§ Task to complete
Scan the material for "green". Copy every line it appears in.
Top of Available data
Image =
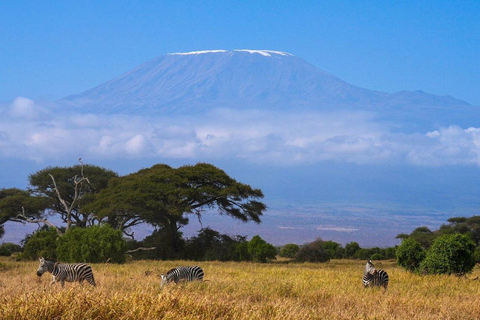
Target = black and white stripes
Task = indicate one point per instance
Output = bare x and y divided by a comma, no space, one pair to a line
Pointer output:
182,274
374,277
66,272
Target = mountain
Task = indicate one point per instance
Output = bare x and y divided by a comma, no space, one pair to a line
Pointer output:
196,82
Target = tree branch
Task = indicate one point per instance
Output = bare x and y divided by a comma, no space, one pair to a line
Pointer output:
140,249
22,218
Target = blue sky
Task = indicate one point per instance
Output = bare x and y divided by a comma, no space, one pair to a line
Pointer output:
56,48
350,166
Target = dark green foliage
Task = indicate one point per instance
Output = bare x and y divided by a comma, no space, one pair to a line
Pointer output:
450,254
211,245
14,201
370,253
289,250
377,256
351,250
165,197
161,238
261,251
335,250
390,253
41,184
241,252
92,244
313,252
477,254
42,243
6,249
424,236
410,254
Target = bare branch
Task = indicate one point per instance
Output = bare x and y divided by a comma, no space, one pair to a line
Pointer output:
140,249
23,219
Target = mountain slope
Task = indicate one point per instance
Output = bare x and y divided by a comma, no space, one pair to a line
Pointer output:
196,82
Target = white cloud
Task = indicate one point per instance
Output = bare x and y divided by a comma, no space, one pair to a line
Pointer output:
253,136
25,108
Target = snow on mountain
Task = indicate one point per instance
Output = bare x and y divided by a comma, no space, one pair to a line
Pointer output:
199,81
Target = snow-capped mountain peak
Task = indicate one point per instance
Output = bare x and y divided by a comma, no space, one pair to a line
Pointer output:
265,53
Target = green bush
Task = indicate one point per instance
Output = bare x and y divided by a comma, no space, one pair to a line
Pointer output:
451,253
313,252
261,251
289,250
162,239
477,254
377,256
410,254
351,250
42,243
92,244
6,249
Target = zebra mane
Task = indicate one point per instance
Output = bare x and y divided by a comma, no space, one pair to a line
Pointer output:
171,271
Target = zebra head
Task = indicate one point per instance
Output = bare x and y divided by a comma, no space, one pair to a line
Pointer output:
369,268
164,280
43,267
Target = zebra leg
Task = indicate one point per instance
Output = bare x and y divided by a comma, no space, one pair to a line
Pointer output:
53,280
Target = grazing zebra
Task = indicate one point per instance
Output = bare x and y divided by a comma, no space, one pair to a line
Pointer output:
182,274
66,272
374,277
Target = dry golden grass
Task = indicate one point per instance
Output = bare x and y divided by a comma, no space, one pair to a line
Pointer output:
237,291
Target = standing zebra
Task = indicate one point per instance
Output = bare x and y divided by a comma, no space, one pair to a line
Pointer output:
182,274
374,277
66,272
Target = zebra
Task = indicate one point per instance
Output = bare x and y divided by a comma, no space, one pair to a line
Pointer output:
66,272
182,274
374,277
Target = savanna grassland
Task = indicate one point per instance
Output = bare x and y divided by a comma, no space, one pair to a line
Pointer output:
237,291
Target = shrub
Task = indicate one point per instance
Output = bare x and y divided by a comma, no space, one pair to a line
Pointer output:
377,256
6,249
351,250
451,253
313,252
211,245
261,251
42,243
162,239
92,244
477,254
410,254
289,250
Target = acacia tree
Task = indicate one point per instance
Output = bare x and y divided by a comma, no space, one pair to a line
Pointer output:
Bottom of Available data
§ Solution to the problem
Target = dark green foliage
Target = green bush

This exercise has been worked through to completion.